Given request >>
List each line in the entries below that contains the word "pool", copying every such line in full.

Listed records >>
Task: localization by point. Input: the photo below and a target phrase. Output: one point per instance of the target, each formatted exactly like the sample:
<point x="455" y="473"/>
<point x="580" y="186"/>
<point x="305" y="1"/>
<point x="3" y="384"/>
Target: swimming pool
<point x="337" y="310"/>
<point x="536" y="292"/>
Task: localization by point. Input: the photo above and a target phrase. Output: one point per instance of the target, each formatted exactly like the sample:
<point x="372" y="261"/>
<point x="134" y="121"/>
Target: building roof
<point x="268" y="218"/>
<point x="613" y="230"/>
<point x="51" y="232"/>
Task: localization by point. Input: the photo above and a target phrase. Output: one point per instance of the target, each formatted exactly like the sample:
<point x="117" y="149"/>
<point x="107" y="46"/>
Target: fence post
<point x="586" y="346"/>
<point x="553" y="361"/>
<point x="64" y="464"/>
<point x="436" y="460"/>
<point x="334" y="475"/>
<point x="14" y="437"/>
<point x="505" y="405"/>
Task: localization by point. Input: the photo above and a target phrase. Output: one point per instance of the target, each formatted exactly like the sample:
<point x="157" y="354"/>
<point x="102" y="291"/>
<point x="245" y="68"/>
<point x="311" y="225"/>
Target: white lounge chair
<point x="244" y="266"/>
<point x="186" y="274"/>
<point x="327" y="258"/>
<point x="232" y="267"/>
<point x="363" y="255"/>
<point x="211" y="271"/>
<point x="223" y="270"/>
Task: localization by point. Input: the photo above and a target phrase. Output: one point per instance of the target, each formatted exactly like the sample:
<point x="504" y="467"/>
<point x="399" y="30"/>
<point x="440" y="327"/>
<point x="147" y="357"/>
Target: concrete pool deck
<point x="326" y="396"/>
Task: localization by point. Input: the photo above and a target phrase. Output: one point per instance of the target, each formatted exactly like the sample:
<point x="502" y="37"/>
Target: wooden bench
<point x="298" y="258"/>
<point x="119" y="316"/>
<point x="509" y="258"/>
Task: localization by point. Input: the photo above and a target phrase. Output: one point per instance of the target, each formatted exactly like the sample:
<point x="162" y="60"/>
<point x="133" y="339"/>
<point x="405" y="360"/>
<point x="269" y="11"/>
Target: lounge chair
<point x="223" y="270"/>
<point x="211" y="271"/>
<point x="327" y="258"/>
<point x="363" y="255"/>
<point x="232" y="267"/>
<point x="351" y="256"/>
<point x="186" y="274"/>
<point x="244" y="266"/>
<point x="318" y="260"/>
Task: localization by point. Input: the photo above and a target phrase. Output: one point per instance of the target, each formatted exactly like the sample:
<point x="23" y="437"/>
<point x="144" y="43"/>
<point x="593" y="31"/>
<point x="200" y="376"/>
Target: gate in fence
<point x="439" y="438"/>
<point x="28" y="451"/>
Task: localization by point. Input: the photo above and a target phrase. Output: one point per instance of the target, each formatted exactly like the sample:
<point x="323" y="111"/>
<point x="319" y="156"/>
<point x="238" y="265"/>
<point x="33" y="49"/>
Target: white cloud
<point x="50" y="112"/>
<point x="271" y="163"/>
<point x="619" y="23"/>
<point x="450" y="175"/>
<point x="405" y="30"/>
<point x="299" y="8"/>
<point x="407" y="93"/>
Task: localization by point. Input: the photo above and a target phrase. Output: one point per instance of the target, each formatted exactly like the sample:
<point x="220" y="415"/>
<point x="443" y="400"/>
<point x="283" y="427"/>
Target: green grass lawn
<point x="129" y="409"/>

Answer in full >>
Target: swimming pool
Target: concrete pool deck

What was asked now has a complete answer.